- _DATA FOR REVIEW_
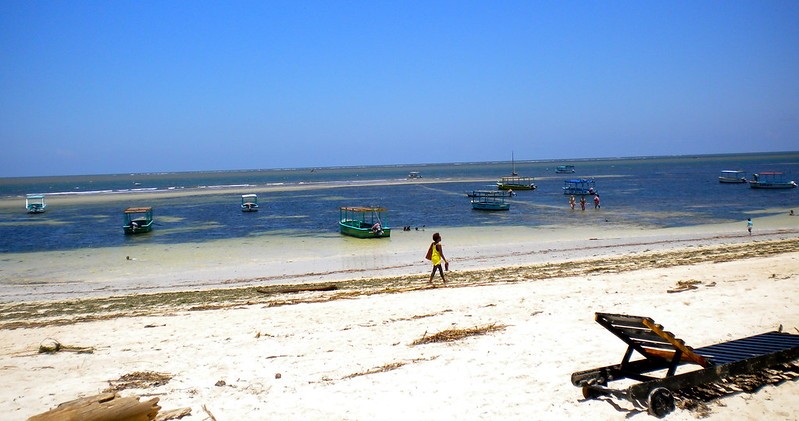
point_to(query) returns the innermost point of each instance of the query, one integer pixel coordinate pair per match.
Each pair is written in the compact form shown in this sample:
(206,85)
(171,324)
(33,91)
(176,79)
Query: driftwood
(173,414)
(102,407)
(291,289)
(51,346)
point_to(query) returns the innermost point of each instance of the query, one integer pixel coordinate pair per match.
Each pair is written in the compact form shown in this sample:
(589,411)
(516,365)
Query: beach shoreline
(274,259)
(348,353)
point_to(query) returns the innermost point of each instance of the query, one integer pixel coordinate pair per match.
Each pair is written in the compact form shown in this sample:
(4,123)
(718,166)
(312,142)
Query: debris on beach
(138,380)
(695,398)
(105,406)
(51,346)
(451,335)
(685,286)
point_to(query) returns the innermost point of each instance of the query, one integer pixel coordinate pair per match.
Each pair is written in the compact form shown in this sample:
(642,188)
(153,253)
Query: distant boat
(363,222)
(35,203)
(138,220)
(732,176)
(579,187)
(489,200)
(249,203)
(564,169)
(515,181)
(771,180)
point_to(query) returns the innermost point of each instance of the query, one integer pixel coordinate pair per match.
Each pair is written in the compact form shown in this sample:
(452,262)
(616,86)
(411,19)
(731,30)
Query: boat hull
(359,230)
(491,206)
(516,186)
(141,229)
(772,186)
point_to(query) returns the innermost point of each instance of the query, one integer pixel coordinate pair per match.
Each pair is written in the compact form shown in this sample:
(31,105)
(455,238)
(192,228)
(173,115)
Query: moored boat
(138,220)
(515,182)
(363,222)
(35,203)
(564,169)
(771,180)
(732,177)
(579,187)
(489,200)
(249,203)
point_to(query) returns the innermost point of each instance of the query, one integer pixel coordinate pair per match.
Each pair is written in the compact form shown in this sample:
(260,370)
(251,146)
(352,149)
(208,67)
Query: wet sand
(260,349)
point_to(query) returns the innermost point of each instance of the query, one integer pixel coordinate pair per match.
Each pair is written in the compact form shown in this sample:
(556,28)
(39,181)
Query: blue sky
(139,86)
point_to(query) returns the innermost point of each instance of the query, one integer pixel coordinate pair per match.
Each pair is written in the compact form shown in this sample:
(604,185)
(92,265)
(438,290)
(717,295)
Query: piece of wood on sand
(102,407)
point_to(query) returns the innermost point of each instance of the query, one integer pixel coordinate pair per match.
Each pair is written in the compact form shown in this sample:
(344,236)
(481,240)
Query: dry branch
(451,335)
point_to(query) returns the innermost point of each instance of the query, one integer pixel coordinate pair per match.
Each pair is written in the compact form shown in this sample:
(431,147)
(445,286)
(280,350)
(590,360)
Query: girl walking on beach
(436,254)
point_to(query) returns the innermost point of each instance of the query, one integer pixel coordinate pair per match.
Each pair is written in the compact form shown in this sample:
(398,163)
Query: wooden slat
(688,352)
(642,335)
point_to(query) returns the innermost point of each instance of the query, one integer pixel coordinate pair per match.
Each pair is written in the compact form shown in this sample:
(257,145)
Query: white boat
(35,203)
(732,176)
(249,203)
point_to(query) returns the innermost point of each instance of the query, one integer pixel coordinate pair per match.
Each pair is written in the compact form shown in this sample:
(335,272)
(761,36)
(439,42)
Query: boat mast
(513,165)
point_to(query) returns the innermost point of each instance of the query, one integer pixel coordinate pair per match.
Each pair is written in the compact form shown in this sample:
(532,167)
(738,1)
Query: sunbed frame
(664,352)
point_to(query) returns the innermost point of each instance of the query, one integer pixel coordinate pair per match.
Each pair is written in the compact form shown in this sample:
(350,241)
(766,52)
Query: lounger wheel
(660,402)
(590,393)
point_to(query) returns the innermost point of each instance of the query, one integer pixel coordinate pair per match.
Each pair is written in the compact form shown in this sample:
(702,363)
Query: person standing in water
(436,255)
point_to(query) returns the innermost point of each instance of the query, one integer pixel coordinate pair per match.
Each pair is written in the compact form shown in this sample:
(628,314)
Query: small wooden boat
(564,169)
(579,187)
(363,222)
(732,176)
(515,182)
(35,203)
(489,200)
(138,220)
(771,180)
(249,203)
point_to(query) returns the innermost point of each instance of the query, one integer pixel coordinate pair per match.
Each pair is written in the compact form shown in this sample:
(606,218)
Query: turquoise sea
(646,192)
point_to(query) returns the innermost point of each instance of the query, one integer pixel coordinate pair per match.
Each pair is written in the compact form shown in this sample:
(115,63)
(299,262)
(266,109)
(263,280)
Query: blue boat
(138,220)
(35,203)
(579,187)
(489,200)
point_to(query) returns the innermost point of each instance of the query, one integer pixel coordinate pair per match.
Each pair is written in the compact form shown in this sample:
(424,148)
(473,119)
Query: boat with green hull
(138,220)
(489,200)
(580,187)
(363,222)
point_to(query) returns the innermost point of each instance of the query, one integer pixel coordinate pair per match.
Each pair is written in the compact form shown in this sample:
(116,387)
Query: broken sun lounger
(664,352)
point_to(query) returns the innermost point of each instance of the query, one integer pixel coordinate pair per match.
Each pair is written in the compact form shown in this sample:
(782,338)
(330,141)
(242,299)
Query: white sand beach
(330,355)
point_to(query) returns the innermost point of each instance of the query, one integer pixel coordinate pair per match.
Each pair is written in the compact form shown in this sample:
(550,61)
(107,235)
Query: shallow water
(645,192)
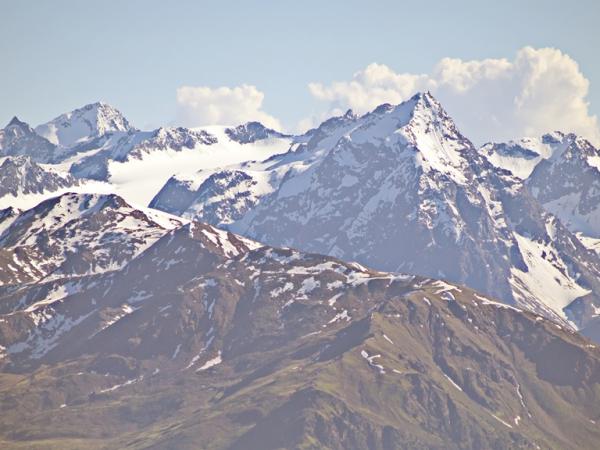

- _WHAT YOU ARE ASKED TO DO_
Everything in the records above should be retyped exactly except the pictures.

- _RESULT_
point_to(query) returns the innermost point of each instance of the query, one integer pixel coordinate pair per match.
Each pair is written in the compact form shown in this sample:
(206,85)
(171,324)
(33,91)
(176,79)
Query: driftwood
(173,414)
(102,407)
(291,289)
(51,346)
point_to(query) returns the innermost point of each instance of the query, one integer pixel coordinate pair per match.
Each pair is written in the compact form shown in this sample:
(589,411)
(516,365)
Query: beach shoreline
(274,259)
(348,353)
point_to(query) returns the innermost point of each instance of the query, one integer pixel coordinate pair per match.
Each pair is written in the compact form shown in this sample:
(4,123)
(718,166)
(312,142)
Query: debris on beach
(138,380)
(695,398)
(105,406)
(51,346)
(451,335)
(685,286)
point_to(query) returns the innermost point of each instance of the query, one integer pixel coordinate pair per match.
Each pair is written in the compact form shown in this sample:
(642,188)
(153,253)
Query: distant boat
(363,222)
(35,203)
(138,220)
(732,176)
(579,187)
(489,200)
(249,203)
(564,169)
(515,181)
(771,180)
point_to(query) returns the innermost point of each instance of the query, one integer pixel coordinate pair per match.
Each pair is written in the compact form shown in this sample:
(452,262)
(616,86)
(411,19)
(731,30)
Query: boat hull
(359,230)
(491,206)
(516,186)
(141,229)
(772,186)
point_to(query) returns the innermost point of each instance of the query, one integer pixel coordinate pair per match.
Each pair is written in the compact form shown in this sample:
(31,105)
(455,238)
(192,228)
(173,115)
Query: moored boat
(138,220)
(515,182)
(363,222)
(35,203)
(564,169)
(771,180)
(732,177)
(579,187)
(489,200)
(249,203)
point_to(query) returns the innermost point of each instance of the query, one integer pixel coordinate pair per match.
Each pair is written in the compact form shown in this sample:
(260,370)
(251,146)
(352,149)
(208,67)
Query: wet sand
(260,349)
point_to(query) returns the innermost point of each instance of the query, one integer pixel coordinate pair per match.
Each pair is written in the compact form shown in this sample:
(556,28)
(39,181)
Query: blue sky
(139,86)
point_to(query) returns the innermost point of each instance of the query, one integer pixel coordinate pair per match.
Each pair is written in the compact form shown in this sample:
(604,185)
(92,265)
(438,290)
(717,295)
Query: piece of wood on sand
(102,407)
point_to(query) returns the innermost point of each instance of the query, one integer pixel coordinate pair per match.
Each pair is written in the compact form shown in this sample:
(344,236)
(481,240)
Query: dry branch
(451,335)
point_to(query) returns the innermost point of each instance of the query, one integer pixel coordinate pair per match.
Each pair is written in the compact form shown in this sample:
(431,147)
(445,286)
(280,350)
(590,360)
Query: girl walking on beach
(436,254)
point_to(query) returns the innermost point of each instance of the query, one integer pixel coordinate pair per match.
Each pair is written in the compact form shown in this sample:
(398,163)
Query: wooden slat
(688,352)
(642,335)
point_to(query) returns the innermost point of each instance of the query, one integer pixel coordinate pair per match.
Each pair is written in the compact form shown in this sample:
(257,145)
Query: white boat
(35,203)
(732,176)
(249,203)
point_to(query) returns the innermost point of each instance of the query, one integer pixel coordinate pair per match.
Each pair is written in the compact form shown in this sample:
(335,272)
(761,36)
(439,42)
Query: boat mast
(513,165)
point_to(query) returns the innermost point of each instance of the query, one integer pixel coordinate pair per match.
Each pair is written in the compact form shown in this sample:
(532,167)
(738,1)
Query: sunbed frame
(664,352)
point_to(query) returns the innermost point of each instance of the query, one integer pixel coordinate pair per match.
Each pair is written in the compact form shown in this sample:
(350,241)
(766,52)
Query: lounger wheel
(660,402)
(590,393)
point_to(query) returns the innermost point of each instance of the query, one integer pixel coordinate pair per match.
Each pair is written in the compact form shown in this sample:
(702,363)
Query: person standing in water
(436,255)
point_to(query) returns the innermost point of each instance of the query, one integer pixel coordinate pair per match.
Each pair is written in the compact form shown in this sample:
(628,314)
Query: small wooden boat
(564,169)
(579,187)
(363,222)
(732,176)
(515,182)
(35,203)
(489,200)
(138,220)
(771,180)
(249,203)
point_to(query) returns the innermost point of each instance of the query, one integer pixel coordinate pair per match.
Each pair is written in the compact form shown in this sample:
(606,218)
Query: turquoise sea
(646,192)
point_to(query) returns the innermost point of each instance of the query, one integer pixel coordinate pair per match.
Each pair is written in the compact form shown in this sample:
(115,63)
(299,262)
(266,109)
(263,280)
Query: blue boat
(138,220)
(35,203)
(579,187)
(489,200)
point_to(query) returns the innermost point of each instance of the query, one integer pixel coordinate pair per match.
Each pair is written in the compact form shown in this sample:
(424,148)
(473,119)
Query: boat with green hull
(138,220)
(489,200)
(580,187)
(363,222)
point_to(query) returns the innermost point of each instance of the query, one integer pixel coordinate pair per match.
Each pair is written in the compact form shown in this sample:
(116,387)
Query: broken sun lounger
(664,352)
point_to(query) returns the innermost point of each instance of the query, one integer pixel coordinate pair per match.
Each pair is written in the compact form shown in this sample:
(782,338)
(330,141)
(242,299)
Query: white sand beach
(330,355)
point_to(query) returns the innermost point of each instance of the query, one integer pixel coordinate pair per match.
Each pair is written in the compact form shown in this sample:
(550,61)
(107,235)
Query: shallow water
(645,192)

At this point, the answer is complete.